## Exercise
Reproduce the rows below with "positive clicks" swapped for "foreground clicks" wherever it occurs, changing nothing else.

## Material provided
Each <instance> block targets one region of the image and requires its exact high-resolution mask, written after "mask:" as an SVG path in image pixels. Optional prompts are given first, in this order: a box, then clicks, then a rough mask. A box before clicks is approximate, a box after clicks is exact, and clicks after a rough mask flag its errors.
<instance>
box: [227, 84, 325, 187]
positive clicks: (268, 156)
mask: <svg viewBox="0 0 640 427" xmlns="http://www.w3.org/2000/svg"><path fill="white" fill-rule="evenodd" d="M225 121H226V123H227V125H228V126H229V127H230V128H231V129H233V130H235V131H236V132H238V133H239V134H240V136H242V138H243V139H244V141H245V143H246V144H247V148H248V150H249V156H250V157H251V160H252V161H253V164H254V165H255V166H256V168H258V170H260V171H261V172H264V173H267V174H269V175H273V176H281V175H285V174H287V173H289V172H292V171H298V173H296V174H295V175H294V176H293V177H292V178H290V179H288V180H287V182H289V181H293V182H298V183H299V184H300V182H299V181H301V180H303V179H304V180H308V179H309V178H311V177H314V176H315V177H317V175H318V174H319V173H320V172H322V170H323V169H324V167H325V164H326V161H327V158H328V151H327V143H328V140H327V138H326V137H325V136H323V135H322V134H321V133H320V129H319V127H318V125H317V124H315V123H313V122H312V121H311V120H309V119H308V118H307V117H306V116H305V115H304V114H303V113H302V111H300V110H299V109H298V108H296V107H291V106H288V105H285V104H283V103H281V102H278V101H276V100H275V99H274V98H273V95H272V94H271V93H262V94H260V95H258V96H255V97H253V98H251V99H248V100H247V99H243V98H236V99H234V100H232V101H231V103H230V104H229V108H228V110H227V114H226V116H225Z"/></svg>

## Your solution
Each <instance> block targets one region of the image and requires its exact high-resolution mask, written after "mask:" as an SVG path in image pixels. Optional prompts are given first, in this order: a box, then clicks, then a rough mask. A box before clicks is approximate, a box after clicks is exact, and clicks after a rough mask flag its errors.
<instance>
box: [227, 84, 325, 187]
foreground clicks: (268, 156)
mask: <svg viewBox="0 0 640 427" xmlns="http://www.w3.org/2000/svg"><path fill="white" fill-rule="evenodd" d="M225 121H226V123H227V125H228V126H229V127H230V128H231V129H233V130H235V131H236V132H238V133H239V134H240V136H242V138H243V139H244V141H245V143H246V144H247V148H248V150H249V156H250V157H251V160H252V161H253V164H254V165H255V166H256V168H258V170H260V171H261V172H264V173H267V174H269V175H273V176H281V175H285V174H287V173H289V172H292V171H298V173H296V174H295V175H294V176H293V177H292V178H290V179H288V180H287V182H289V181H293V182H298V183H299V184H300V182H299V181H301V180H303V179H304V180H308V179H309V178H311V177H314V176H315V177H317V175H318V174H319V173H320V172H322V170H323V169H324V167H325V164H326V161H327V158H328V151H327V143H328V140H327V138H326V137H325V136H323V135H322V134H321V133H320V129H319V127H318V125H317V124H315V123H313V122H312V121H311V120H309V119H308V118H307V117H306V116H305V115H304V114H303V113H302V111H300V110H299V109H298V108H296V107H291V106H288V105H285V104H283V103H281V102H278V101H276V100H275V99H274V98H273V95H272V94H271V93H262V94H260V95H258V96H255V97H253V98H251V99H248V100H247V99H243V98H236V99H234V100H232V101H231V103H230V104H229V108H228V110H227V114H226V116H225Z"/></svg>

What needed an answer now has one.